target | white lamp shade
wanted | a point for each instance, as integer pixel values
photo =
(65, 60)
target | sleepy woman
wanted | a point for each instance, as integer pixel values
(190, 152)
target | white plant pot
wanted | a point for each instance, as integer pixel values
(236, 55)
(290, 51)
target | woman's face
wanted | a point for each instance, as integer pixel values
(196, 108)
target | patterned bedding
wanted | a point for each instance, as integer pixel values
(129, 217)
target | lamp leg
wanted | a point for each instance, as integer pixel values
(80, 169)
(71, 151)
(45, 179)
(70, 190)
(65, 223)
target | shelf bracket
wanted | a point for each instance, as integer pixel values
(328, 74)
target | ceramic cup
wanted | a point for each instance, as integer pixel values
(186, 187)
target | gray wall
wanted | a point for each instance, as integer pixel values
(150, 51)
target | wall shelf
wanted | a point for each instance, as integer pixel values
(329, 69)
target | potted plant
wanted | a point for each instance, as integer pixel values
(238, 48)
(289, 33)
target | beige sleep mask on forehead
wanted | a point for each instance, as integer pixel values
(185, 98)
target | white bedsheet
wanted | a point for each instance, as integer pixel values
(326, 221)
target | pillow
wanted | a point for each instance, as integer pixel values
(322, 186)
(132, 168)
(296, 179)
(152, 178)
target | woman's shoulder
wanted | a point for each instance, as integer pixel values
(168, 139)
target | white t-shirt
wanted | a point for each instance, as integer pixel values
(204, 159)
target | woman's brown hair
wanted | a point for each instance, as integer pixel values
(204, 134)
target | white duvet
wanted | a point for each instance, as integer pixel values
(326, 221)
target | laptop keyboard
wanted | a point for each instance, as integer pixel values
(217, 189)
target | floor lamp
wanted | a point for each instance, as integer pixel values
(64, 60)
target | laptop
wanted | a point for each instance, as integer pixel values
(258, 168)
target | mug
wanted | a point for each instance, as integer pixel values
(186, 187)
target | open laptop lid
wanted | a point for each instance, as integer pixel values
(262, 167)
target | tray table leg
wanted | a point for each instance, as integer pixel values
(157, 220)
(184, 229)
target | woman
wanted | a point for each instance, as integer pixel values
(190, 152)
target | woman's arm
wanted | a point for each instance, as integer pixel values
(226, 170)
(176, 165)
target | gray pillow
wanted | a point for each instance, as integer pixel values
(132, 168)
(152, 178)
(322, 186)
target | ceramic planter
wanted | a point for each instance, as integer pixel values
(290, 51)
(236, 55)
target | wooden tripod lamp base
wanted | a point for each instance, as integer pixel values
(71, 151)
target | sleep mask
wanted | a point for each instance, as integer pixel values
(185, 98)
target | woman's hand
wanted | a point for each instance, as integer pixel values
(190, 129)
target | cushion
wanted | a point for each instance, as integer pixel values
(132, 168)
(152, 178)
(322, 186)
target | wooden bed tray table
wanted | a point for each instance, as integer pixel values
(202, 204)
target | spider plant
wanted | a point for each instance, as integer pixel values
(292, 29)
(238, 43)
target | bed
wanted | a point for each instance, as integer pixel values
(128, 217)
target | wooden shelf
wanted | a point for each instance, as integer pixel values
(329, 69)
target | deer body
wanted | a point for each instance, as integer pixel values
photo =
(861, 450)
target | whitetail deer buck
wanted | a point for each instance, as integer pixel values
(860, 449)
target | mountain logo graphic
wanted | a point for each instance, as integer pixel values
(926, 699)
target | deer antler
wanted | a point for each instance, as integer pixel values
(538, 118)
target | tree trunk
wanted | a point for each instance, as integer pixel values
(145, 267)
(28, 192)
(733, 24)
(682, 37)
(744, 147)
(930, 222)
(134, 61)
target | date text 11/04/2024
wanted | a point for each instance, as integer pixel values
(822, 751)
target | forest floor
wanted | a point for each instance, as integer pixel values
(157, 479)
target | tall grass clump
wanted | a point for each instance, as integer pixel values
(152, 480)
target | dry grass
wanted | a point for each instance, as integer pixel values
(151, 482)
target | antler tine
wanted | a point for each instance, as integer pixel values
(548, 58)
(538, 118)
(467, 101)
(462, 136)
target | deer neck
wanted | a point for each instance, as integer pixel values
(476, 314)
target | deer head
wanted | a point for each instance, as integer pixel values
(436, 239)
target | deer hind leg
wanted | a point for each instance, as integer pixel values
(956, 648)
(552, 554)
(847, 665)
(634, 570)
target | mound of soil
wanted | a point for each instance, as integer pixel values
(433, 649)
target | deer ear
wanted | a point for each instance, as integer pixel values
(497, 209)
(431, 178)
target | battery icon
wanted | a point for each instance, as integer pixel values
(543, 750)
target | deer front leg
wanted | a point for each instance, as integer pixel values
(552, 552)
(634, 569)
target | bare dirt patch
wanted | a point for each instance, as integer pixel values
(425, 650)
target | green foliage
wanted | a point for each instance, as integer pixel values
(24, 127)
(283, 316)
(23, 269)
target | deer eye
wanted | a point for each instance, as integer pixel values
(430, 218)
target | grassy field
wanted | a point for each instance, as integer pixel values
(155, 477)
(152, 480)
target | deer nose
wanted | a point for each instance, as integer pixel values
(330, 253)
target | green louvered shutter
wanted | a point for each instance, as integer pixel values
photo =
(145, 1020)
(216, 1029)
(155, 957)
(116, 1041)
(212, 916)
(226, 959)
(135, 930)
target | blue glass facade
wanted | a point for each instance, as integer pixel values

» Task details: Scan the entries above and show each line that contains the word "wooden".

» Expected output:
target | wooden tripod lamp base
target | wooden bed tray table
target | wooden shelf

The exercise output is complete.